(Document text begins)
On July 27, 1996, shortly after winning the fourth of his five Olympic gold medals, alongside Matthew Pinsent in the coxless pair, in Atlanta, Steve Redgrave famously declared, ‘If anyone sees me go near a boat, you’ve got my permission to shoot me.’ However, Redgrave had a change of heart and returned to training for the Millenium Olympic Games in Sydney, only to be diagnosed with type two diabetes, at the age of 35, a few months later. Unsuited by the low-calorie diet he was prescribed following his diagnosis, he reverted to his previous high-calorie diet and opted, instead, to inject himself with insulin, up to ten times a day, to maintain his training regime.
Despite expressing doubts, more than once, that he would make it to Sydney at all, Redgrave took his place alongside Pinsent, James Cracknell and Tim Foster in the coxless four and, on September 23, 2000, at the age of 38, became the most successful rower in Olympic history. Indeed, he also became one of only four athletes to win five consecutive Olympic gold medals and was duly knighted, for services to rowing, in the 2001 New Year Honours.
(Document text ends)
(Given information begins)
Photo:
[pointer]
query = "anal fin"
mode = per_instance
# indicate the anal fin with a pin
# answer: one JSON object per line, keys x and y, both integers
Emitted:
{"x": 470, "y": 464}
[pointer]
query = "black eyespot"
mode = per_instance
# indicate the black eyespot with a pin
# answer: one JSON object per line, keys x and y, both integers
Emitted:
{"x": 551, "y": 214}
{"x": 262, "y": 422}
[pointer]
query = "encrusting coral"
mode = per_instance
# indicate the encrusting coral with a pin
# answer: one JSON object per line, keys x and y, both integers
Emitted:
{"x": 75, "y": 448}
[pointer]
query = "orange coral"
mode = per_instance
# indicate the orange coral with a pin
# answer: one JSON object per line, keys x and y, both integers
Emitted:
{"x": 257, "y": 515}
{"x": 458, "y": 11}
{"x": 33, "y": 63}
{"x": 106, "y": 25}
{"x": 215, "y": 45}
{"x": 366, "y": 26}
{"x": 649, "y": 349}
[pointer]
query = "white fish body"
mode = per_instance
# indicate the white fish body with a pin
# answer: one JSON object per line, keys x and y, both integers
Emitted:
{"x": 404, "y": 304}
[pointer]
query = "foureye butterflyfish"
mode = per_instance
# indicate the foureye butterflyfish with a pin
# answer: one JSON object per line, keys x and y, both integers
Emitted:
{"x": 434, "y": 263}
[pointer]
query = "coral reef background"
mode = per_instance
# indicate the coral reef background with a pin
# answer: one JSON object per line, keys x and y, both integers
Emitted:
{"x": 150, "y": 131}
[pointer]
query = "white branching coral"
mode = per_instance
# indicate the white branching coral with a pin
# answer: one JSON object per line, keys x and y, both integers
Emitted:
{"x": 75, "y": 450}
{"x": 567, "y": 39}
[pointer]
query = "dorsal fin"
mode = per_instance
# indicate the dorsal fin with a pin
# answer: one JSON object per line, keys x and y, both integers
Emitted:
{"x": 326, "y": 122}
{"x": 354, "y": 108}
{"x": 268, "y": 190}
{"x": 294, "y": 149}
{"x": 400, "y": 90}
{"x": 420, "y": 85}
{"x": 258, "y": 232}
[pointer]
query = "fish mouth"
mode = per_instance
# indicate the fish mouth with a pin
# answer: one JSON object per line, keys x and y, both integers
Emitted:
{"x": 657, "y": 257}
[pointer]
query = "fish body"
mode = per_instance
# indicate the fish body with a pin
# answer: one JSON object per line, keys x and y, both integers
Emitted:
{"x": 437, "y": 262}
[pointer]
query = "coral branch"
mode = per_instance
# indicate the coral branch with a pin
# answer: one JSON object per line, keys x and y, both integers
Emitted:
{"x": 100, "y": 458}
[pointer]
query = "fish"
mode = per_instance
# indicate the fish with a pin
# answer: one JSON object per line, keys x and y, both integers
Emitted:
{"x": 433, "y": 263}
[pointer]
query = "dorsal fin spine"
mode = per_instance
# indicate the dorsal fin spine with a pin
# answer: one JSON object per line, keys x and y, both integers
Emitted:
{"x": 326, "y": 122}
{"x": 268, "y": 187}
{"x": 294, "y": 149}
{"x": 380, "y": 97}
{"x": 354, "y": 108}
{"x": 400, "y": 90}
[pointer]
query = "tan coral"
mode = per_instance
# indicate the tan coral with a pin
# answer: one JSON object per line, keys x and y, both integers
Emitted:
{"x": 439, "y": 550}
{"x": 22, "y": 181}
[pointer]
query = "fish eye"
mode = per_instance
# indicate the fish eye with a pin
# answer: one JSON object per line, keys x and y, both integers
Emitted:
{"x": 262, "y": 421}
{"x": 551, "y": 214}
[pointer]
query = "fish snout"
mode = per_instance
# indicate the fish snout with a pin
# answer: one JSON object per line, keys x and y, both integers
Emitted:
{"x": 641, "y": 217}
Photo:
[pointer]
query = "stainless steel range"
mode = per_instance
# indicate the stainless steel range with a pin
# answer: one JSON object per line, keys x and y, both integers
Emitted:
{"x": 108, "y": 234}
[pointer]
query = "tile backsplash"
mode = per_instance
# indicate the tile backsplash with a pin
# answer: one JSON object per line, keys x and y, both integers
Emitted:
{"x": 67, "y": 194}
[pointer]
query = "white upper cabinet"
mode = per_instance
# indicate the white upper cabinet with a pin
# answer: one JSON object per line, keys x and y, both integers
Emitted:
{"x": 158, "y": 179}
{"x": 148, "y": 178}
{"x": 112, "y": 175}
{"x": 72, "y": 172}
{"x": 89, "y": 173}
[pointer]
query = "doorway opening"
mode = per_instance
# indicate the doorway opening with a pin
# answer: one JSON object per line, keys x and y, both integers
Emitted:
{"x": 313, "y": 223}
(Given information ends)
> _Exercises_:
(1) Could you turn the paragraph of the Steve Redgrave text that begins "Despite expressing doubts" into a short bulleted list that keeps its main facts?
(2) Can you rename "Pinsent" as "Matthew Pinsent" in the Steve Redgrave text, reproducing it from the words "Despite expressing doubts, more" and stopping after "New Year Honours."?

> _Solutions to the tasks_:
(1)
- Despite repeated doubts that he would reach Sydney, Redgrave rowed in the coxless four with Pinsent, James Cracknell and Tim Foster.
- On September 23, 2000, at 38, he became the most successful rower in Olympic history.
- He became one of only four athletes to win five consecutive Olympic gold medals.
- He was knighted for services to rowing in the 2001 New Year Honours.

(2)
Despite expressing doubts, more than once, that he would make it to Sydney at all, Redgrave took his place alongside Matthew Pinsent, James Cracknell and Tim Foster in the coxless four and, on September 23, 2000, at the age of 38, became the most successful rower in Olympic history. Indeed, he also became one of only four athletes to win five consecutive Olympic gold medals and was duly knighted, for services to rowing, in the 2001 New Year Honours.